> _TASK DETAILS_
Emit all the data exactly as provided.

> _PROVIDED INFORMATION_
• • • •

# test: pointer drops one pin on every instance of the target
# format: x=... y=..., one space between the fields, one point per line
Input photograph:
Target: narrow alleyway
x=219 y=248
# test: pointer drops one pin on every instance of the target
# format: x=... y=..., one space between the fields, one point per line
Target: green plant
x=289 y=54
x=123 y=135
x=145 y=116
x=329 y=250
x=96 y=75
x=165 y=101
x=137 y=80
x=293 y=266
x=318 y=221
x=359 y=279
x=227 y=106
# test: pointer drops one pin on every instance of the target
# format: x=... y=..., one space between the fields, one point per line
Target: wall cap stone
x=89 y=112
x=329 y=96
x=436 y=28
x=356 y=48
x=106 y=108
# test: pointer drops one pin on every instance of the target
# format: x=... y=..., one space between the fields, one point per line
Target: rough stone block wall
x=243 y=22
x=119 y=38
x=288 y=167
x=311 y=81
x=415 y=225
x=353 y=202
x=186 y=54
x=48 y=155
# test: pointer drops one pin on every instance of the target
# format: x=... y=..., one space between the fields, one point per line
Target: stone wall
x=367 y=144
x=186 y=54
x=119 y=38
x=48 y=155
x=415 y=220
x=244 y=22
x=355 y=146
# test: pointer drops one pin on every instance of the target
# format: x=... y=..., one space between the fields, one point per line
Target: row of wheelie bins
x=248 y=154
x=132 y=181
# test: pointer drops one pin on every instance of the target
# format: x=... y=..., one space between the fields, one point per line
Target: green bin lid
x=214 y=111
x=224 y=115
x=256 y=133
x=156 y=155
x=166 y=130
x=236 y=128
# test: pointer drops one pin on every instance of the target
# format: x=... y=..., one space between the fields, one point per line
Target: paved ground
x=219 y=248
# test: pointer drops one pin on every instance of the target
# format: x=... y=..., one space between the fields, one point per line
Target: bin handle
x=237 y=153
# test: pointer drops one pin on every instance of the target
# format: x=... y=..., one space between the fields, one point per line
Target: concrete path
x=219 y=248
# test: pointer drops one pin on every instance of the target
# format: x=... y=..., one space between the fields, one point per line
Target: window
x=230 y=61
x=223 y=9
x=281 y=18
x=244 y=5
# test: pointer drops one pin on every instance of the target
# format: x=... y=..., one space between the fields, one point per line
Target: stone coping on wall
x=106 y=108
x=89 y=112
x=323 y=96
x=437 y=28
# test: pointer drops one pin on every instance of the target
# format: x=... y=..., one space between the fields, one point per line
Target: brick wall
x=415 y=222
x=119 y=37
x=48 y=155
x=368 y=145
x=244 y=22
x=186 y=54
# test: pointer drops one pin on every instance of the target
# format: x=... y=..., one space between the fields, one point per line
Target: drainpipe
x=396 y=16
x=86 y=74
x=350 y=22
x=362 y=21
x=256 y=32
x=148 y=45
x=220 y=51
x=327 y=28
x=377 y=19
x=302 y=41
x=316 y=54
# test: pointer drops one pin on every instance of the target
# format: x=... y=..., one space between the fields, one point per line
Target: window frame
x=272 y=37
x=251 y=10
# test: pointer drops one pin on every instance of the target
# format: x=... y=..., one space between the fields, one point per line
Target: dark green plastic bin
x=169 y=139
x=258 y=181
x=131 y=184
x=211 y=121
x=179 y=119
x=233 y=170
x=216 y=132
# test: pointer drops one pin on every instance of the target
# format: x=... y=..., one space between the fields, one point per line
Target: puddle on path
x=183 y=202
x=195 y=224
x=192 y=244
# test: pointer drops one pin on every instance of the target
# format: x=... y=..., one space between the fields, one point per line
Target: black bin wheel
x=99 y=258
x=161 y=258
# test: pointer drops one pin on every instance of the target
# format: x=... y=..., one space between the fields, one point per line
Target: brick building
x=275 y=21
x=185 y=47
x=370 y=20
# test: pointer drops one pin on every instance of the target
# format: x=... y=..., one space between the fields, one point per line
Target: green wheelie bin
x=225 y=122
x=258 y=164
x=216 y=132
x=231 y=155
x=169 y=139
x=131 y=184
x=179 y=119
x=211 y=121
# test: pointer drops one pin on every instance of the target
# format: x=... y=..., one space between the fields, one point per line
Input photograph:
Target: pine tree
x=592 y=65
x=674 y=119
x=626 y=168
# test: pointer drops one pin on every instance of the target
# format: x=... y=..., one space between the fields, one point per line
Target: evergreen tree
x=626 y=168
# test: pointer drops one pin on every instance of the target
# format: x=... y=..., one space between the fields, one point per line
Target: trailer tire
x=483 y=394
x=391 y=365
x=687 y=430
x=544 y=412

• • • •

> _RESPONSE BELOW_
# test: pointer drops one pin on every instance of the target
# format: x=... y=..., one space between the fields, one point per line
Input photograph:
Target: narrow alleyway
x=219 y=248
# test: pointer drops one pin on every instance of the target
# format: x=... y=..., one space between the fields, one point per line
Target: green plant
x=289 y=54
x=123 y=135
x=145 y=116
x=329 y=250
x=96 y=75
x=165 y=101
x=137 y=80
x=293 y=266
x=318 y=221
x=359 y=279
x=227 y=106
# test: pointer drops one pin on every instance of the target
# format: x=... y=..., one space between the fields, one point per line
Target: wall cap stone
x=89 y=112
x=329 y=96
x=436 y=28
x=356 y=48
x=106 y=108
# test: pointer drops one pin on every instance of the target
# format: x=... y=..., one space between the fields, one point per line
Target: rough stone block wall
x=243 y=22
x=119 y=38
x=288 y=167
x=311 y=81
x=415 y=225
x=353 y=202
x=186 y=54
x=48 y=155
# test: pointer drops one pin on every instance of the target
# format: x=... y=..., one space between the fields, one point per line
Target: stone wall
x=367 y=144
x=186 y=54
x=119 y=38
x=48 y=155
x=415 y=220
x=244 y=22
x=355 y=146
# test: pointer drops one pin on every instance of the target
# format: x=... y=..., one space between the fields, one point per line
Target: row of wheelie bins
x=248 y=154
x=132 y=181
# test: pointer drops one pin on every instance of the target
# format: x=... y=..., one space between the fields, one point per line
Target: green bin lid
x=214 y=111
x=224 y=115
x=256 y=133
x=156 y=155
x=166 y=130
x=236 y=128
# test: pointer drops one pin on every instance of the target
# format: x=... y=..., one space between the fields, one point per line
Target: paved ground
x=219 y=248
# test: pointer drops one pin on every instance of the target
# format: x=... y=..., one space between the fields, one point per line
Target: bin handle
x=237 y=153
# test: pointer drops one pin on every instance of the target
# format: x=... y=..., one space between the fields, one point per line
Target: concrete path
x=219 y=248
# test: pointer drops one pin on every instance of the target
# format: x=... y=..., one space between the fields, one point per line
Target: window
x=230 y=61
x=223 y=9
x=281 y=18
x=244 y=5
# test: pointer drops one pin on every instance of the target
# format: x=... y=..., one space between the fields, one point per line
Target: stone coping on wall
x=106 y=108
x=89 y=112
x=323 y=96
x=437 y=28
# test: pointer drops one pin on every instance of the target
# format: x=... y=..., one space between the fields, one point per line
Target: brick wall
x=415 y=222
x=119 y=37
x=48 y=155
x=368 y=145
x=244 y=22
x=186 y=54
# test: pointer drops one pin on every instance of the target
# format: x=... y=..., one space between the fields, one point per line
Target: drainpipe
x=396 y=16
x=86 y=74
x=350 y=22
x=362 y=21
x=256 y=32
x=148 y=45
x=220 y=51
x=327 y=28
x=377 y=19
x=302 y=41
x=316 y=54
# test: pointer drops one pin on every instance of the target
# format: x=... y=..., one space between the fields, one point per line
Target: window frame
x=272 y=37
x=251 y=10
# test: pointer drops one pin on every instance of the target
# format: x=... y=..., one space between the fields, one point per line
Target: dark green plastic bin
x=169 y=139
x=258 y=181
x=131 y=184
x=211 y=121
x=179 y=119
x=233 y=170
x=216 y=132
# test: pointer drops one pin on every instance of the target
# format: x=... y=..., one space between the fields, one point per line
Target: puddle on path
x=183 y=202
x=195 y=224
x=192 y=244
# test: pointer drops one pin on every instance of the target
# format: x=... y=..., one space between the fields, one point per line
Target: black bin wheel
x=99 y=258
x=161 y=258
# test: pointer drops one pin on every instance of the target
# format: x=... y=..., one space between the fields, one point per line
Target: brick building
x=275 y=21
x=185 y=47
x=370 y=20
# test: pointer drops one pin on every instance of the target
# format: x=... y=..., one space between the fields, one point per line
Target: green wheelie bin
x=225 y=122
x=258 y=164
x=216 y=132
x=231 y=155
x=169 y=139
x=131 y=184
x=179 y=119
x=211 y=121
# test: pointer drops one pin on every instance of the target
# format: x=... y=..., one space between the fields, one point per line
Input photograph:
Target: pine tree
x=592 y=65
x=674 y=119
x=626 y=168
# test: pointer drops one pin on every instance of the target
# format: x=... y=..., one space between the fields, one point per line
Target: evergreen tree
x=626 y=168
# test: pointer drops one pin on every instance of the target
# format: x=... y=..., one space between the fields, one point per line
Target: trailer tire
x=483 y=394
x=391 y=365
x=687 y=430
x=544 y=412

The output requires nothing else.